Natural language region descriptions:
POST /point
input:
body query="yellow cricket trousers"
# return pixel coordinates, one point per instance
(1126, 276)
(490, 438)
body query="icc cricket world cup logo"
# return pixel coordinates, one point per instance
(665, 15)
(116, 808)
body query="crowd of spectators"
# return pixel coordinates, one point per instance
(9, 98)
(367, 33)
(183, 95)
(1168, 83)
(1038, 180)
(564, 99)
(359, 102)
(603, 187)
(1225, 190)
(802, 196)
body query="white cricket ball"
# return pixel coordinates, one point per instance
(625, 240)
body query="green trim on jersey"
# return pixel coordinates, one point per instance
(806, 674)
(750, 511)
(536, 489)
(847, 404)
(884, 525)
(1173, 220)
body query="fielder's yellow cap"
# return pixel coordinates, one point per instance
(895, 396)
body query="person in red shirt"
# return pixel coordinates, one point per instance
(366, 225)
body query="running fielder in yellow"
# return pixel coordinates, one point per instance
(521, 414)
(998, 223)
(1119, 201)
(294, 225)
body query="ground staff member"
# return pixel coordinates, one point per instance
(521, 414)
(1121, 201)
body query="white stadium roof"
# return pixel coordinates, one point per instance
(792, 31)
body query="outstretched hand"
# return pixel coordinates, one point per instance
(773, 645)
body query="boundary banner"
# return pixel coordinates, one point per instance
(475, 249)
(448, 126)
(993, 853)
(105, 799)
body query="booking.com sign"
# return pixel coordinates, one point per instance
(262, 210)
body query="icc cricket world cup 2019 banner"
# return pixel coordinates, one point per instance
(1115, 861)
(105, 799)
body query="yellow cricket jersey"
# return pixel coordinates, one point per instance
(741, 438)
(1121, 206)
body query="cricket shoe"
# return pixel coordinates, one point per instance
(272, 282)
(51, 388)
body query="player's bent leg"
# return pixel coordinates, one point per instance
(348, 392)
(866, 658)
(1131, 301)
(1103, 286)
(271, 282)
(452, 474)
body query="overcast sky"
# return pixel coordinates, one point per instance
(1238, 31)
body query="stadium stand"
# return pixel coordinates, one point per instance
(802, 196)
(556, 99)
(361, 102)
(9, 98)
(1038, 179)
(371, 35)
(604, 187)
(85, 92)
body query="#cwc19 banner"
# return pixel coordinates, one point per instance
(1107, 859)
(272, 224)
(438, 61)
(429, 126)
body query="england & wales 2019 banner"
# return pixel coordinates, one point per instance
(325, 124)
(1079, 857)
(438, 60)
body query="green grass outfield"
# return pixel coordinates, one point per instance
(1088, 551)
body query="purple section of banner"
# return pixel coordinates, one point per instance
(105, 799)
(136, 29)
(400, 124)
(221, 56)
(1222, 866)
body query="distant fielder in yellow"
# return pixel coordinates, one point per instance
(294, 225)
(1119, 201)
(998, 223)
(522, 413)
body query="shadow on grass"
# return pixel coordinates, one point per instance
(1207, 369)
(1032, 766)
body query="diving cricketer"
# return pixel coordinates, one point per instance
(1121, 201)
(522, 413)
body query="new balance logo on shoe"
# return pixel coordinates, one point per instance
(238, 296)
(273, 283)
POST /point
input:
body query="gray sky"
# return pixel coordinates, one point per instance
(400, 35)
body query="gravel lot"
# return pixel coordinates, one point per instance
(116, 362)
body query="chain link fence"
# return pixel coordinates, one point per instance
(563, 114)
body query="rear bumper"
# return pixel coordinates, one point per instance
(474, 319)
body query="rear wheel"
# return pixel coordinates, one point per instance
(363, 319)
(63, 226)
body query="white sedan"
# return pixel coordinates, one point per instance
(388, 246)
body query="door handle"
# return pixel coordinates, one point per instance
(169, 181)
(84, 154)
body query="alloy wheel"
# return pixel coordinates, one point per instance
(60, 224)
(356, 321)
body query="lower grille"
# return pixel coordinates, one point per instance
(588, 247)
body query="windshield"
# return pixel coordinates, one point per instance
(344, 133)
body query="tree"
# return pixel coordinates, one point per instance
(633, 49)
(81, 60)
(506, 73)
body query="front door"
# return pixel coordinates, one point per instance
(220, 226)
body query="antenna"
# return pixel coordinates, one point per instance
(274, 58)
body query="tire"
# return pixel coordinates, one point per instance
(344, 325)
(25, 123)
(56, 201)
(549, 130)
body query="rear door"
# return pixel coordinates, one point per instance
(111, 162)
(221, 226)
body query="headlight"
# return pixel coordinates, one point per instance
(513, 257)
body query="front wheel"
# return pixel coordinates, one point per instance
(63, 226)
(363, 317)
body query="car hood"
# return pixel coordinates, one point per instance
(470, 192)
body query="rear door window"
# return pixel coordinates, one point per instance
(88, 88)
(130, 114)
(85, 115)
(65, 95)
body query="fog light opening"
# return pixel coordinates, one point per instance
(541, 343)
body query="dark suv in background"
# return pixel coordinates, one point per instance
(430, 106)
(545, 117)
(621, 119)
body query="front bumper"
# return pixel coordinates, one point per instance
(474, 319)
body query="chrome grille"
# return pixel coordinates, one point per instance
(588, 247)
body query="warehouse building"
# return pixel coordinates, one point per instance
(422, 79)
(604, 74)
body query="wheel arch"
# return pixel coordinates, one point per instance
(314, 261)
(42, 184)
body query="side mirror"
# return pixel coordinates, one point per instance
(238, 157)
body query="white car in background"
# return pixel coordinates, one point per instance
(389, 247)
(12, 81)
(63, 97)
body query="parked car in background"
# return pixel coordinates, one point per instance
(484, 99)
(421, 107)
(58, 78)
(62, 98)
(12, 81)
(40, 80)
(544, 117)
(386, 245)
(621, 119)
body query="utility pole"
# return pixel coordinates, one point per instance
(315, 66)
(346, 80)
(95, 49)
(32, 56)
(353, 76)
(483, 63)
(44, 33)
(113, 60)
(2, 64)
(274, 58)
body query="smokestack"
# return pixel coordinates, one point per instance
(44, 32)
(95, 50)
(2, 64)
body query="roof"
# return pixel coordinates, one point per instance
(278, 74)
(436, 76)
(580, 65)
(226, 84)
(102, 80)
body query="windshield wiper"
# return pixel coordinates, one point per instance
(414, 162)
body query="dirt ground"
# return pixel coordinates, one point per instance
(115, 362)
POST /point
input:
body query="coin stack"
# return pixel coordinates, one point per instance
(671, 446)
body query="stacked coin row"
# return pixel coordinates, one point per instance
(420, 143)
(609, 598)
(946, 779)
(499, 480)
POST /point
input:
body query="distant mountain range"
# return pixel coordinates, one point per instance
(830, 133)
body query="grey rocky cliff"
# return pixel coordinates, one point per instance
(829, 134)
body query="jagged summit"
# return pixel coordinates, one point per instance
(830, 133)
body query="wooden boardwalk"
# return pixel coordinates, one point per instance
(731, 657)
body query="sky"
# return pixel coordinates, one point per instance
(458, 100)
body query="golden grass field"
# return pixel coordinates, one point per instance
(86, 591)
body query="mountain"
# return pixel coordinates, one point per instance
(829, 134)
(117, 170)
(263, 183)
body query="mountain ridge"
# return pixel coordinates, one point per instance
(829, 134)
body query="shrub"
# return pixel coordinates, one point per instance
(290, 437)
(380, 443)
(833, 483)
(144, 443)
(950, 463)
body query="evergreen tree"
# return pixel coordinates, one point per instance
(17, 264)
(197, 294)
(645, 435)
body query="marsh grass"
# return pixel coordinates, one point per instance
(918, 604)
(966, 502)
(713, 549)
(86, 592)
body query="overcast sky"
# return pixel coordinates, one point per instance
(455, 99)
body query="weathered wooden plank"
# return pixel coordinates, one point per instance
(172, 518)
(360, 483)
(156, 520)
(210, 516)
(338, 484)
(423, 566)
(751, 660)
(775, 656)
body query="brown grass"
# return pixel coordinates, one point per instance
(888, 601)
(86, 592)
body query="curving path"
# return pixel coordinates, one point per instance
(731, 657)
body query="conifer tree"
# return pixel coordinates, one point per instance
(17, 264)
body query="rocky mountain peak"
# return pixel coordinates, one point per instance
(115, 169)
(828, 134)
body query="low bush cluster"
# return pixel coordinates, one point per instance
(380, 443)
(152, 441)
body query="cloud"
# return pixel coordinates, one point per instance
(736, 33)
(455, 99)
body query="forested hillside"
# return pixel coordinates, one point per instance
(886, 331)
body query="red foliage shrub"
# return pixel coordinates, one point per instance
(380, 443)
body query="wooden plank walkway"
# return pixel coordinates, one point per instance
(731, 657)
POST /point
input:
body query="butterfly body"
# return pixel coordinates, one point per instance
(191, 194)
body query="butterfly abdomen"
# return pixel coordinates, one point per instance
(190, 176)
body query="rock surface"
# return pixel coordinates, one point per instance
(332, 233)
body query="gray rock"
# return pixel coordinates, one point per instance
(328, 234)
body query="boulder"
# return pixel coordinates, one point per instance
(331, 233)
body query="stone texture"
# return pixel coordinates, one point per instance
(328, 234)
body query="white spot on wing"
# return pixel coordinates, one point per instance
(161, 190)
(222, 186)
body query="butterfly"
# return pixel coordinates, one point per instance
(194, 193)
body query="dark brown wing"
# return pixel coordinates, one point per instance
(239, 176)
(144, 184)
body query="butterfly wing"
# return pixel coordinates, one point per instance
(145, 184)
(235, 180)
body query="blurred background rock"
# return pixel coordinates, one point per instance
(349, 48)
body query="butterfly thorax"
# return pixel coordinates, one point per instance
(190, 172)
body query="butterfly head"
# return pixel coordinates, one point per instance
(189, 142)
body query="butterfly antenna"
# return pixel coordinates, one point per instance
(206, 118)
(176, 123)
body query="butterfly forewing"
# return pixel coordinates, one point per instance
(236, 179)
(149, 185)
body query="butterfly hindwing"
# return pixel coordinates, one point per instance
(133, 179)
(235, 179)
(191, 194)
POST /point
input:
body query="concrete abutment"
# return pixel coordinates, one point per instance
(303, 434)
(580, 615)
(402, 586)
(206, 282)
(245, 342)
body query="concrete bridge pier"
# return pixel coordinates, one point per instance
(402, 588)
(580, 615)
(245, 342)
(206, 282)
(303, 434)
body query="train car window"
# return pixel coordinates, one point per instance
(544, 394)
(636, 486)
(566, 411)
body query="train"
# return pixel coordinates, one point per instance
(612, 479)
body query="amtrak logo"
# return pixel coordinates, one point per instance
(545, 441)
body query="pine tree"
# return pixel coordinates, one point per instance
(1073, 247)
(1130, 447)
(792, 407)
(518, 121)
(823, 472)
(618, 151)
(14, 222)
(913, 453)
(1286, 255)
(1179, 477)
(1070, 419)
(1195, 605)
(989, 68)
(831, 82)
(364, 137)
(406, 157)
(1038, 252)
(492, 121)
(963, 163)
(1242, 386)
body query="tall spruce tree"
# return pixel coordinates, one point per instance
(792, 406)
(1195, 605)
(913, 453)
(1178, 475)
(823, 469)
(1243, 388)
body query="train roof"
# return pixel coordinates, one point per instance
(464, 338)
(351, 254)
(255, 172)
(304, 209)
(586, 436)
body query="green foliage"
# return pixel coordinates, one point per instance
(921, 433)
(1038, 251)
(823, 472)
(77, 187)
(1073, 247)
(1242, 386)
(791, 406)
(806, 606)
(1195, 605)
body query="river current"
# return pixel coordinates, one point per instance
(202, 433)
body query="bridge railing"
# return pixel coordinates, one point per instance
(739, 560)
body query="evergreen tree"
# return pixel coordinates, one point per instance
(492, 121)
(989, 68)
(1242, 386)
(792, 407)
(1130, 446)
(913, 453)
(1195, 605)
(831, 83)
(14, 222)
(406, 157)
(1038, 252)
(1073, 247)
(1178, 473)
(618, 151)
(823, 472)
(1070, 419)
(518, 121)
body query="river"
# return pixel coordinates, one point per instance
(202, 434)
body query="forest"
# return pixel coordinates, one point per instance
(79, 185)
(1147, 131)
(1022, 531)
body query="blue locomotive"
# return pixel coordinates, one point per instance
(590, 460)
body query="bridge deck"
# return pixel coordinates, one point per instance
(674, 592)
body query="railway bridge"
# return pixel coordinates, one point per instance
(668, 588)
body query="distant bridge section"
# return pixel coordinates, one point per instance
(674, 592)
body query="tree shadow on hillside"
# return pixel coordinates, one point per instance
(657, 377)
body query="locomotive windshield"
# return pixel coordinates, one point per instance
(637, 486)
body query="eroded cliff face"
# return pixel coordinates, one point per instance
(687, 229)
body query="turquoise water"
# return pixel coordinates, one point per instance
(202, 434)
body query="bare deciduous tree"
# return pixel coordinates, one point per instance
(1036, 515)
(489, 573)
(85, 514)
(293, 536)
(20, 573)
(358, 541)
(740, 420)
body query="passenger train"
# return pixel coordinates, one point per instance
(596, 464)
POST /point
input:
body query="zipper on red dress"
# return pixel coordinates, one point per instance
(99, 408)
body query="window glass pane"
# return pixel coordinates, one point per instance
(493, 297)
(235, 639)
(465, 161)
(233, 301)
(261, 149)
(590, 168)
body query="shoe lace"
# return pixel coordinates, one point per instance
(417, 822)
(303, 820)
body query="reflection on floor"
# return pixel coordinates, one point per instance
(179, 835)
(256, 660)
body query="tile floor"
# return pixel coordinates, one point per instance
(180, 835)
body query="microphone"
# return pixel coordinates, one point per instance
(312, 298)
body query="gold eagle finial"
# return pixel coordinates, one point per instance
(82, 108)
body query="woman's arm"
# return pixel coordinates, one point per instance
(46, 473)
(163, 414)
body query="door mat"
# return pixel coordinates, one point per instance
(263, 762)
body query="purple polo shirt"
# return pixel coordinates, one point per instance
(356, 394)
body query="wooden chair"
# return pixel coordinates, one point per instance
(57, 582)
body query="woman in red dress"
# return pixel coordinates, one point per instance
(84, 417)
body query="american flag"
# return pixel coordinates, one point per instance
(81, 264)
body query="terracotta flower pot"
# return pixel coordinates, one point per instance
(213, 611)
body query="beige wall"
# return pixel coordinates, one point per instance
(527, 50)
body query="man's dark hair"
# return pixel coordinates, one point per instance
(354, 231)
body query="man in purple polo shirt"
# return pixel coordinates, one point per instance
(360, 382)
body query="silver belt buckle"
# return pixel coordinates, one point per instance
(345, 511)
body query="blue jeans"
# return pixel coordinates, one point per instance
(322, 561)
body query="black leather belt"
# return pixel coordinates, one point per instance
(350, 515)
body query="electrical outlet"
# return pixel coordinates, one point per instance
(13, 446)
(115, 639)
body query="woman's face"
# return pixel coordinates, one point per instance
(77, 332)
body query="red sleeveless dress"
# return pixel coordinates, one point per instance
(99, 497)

__WHAT TO PRODUCE__: Filter the lines above, keeping each one that contains the string "plank".

__RESULT OF THIS TASK__:
body query="weathered wooden plank"
body query="wooden plank walkway"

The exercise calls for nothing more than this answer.